Reading text
Hi,

thanks for sharing these ideas. It totally fits into Stanbol as an
important part of the content enhancement process. This would enable
people to dig into the art of programming a high quality engine.

I had never the time to play with UIMA but have you guys checked out
how this task is performed there? Is there something good or bad we
can learn from them?

Best,
 - Fabian

2012/8/6 harish suvarna <[email protected]>:
> Really Really exciting to hear all this. Quality enhancement engines are
> key to this great platform.
> Count me in as developer, tester, reviewer and contributor or in any other
> role.
> More on this subject later this week when I have some free time.
>
> Thanks,
> Harish
>
>
> On Mon, Aug 6, 2012 at 4:52 AM, Rupert Westenthaler <
> [email protected]> wrote:
>
>> Hi all,
>>
>> First thanks to Sebastian for writing this mail. I will try to add
>> some additional Information to it
>>
>> First let me provide an Overview about the AnalysedText API
>>
>> AnalysedText ContentPart
>> =====
>>
>> You can find the source discussed in this part at
>>
>>
>> https://bitbucket.org/srfgkmt/stanbol-nlp/src/b064095a1b56/stanbol-enhancer-nlp/src/main/java/org/apache/stanbol/enhancer/nlp/model
>>
>> * It wraps the text/plain ContentPart of a ContentItem
>> * It allows the definition of Spans (type, start, end, spanText). Type
>> is an Enum: Text, TextSection, Sentence, Chunk, Span
>> * Spans are sorted naturally by type, start and end. This allows to
>> use a NavigateableSet (e.g. TreeSet) and the #subSet() functionality
>> to work with contained Tokens. The #higher and #lower methods of
>> NavigateableSet even allow to build Iterators that allow concurrent
>> modifications (e.g adding Chunks while iterating over the Tokens of a
>> Sentence).
>> * One can attach Annotations to Spans. Basically a multi-valued Map
>> with Object keys and Value<valueType> value(s) that support a type
>> save view by using generically typed Annotation<key,valueType>
>> * The Value<valueType> object natively supports confidence. This
>> allows (e.g. for POS tags) to use the same instance ( e.g. of the POS
>> tag for Noun) to be used for all noun annotations.
>>
>> * Note that the AnalysedText does NOT use RDF as representing those
>> kind of data as RDF is not scaleable enough. This also means that the
>> data of the AnalysedText are NOT available in the Enhancement Metadata
>> of the ContentItem. However EnhancementEngines are free to write
>> all/some results to the AnalysedText AND the RDF metadata of the
>> ContentItem.

Exercise task A
Answer these questions about the Stanbol mailing-list thread:
(i) Which framework does Fabian say he never had time to play with?
(ii) What five values does the Enum for Span type list?
(iii) According to the thread, why does the AnalysedText not use RDF to represent its data?

Outline entries for images:
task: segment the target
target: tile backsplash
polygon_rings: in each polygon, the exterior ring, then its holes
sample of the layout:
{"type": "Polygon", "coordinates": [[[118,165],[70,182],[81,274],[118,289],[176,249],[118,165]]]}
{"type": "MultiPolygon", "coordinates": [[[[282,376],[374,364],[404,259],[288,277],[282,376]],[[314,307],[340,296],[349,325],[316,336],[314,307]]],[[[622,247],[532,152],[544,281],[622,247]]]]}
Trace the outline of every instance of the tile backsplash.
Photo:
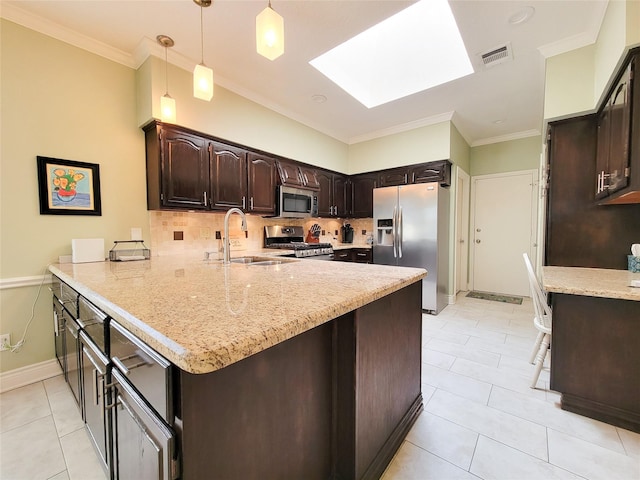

Exercise task B
Copy the listing of outline entries for images line for line, with every character unchanged, and leave the picture out of your copy.

Written reply A
(i) UIMA
(ii) Text, TextSection, Sentence, Chunk, Span
(iii) RDF is not scaleable enough.

Written reply B
task: segment the target
target: tile backsplash
polygon_rings: in each polygon, the exterior ring, then its holes
sample of the layout:
{"type": "Polygon", "coordinates": [[[118,165],[70,182],[81,274],[118,289],[176,249],[118,165]]]}
{"type": "MultiPolygon", "coordinates": [[[[282,376],[374,364],[404,259],[288,277],[282,376]],[[314,307],[340,296],[349,325],[316,336],[314,307]]],[[[622,247],[532,152],[544,281],[622,247]]]]}
Trace the outline of every instance of the tile backsplash.
Photo:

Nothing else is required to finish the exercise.